- What is asked
**1)** Answer these questions from the WordNet text:
(a) In what year was version 1.0 of WordNet first released?
(b) Who provides user support for WordNet?
(c) Who largely created the entries in WordNet?
**2)** Carry the WordNet text on from the point where it stops.

- Extracted text

A bit of history • 1986: George Miller plans WordNet to test current theories of human semantic memory (Collins and Quillian, inter alia ) • 1987: verbs are added to WordNet • 1991: first release of WordNet version 1.0 • 1998 EuroWordNet (Piek Vossen) ... • 2002: WordNet goes Global • 2006: approx. 8,000 downloads daily WordNets in some 40 languages

The Good... • WordNet is freely available; Princeton provides user support • WordNet is customizable • Princeton releases serve as standards for the NLP community • WordNet is large: coverage and average polysemy are the same as those of standard collegiate dictionaries

...the Not So Good... • No (sufficiently large) corpus was available when WordNet was built. Entries are largely created by lexicographers • WordNet was an experiment. There was no prior model and no plan to build an NLP tool. Add-ons rather than re- design • Sparsity of relations and links was not an issue. Evidence for syntagmatic associations (Fillenbaum and Jones, inter alia ) was ignored • Duplicate, overlapping senses? Excessive polysemy? Not a problem if you consider WordNet as a thesaurus (as we did early on)

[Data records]
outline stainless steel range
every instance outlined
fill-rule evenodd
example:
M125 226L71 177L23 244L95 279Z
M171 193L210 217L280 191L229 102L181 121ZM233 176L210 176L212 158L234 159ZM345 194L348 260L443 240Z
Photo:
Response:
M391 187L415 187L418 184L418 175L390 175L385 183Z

- The responses
**1)**
(a) 1991
(b) Princeton
(c) Lexicographers

**2)**
...and ome desiderata... • Users articulate ideas and needs for specific improvements • Sharing of resources and tools that can be folded into WordNet or speed up enhancements • Merging and alignment of resources (e.g., FrameNet-WN) • Communication, collaboration, division of labor among research teams and users rather than competition and duplication of efforts • Maintain balance of (psycho)linguistic/symbolic and statistical perspectives

Create few resources with many kinds of annotations, incl. --word senses --subjectivity (Wiebe) --temporal relations (Pustejovsky) --frames (Berkeley FrameNet) etc.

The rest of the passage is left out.